### What this task involves
With spelling and spacing unchanged, write out each line of the material.

### Data for review
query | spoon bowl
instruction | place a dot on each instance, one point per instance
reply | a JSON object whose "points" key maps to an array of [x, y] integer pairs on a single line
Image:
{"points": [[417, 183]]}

### Problem solution
query | spoon bowl
instruction | place a dot on each instance, one point per instance
reply | a JSON object whose "points" key maps to an array of [x, y] integer pairs on a single line
Image:
{"points": [[417, 183]]}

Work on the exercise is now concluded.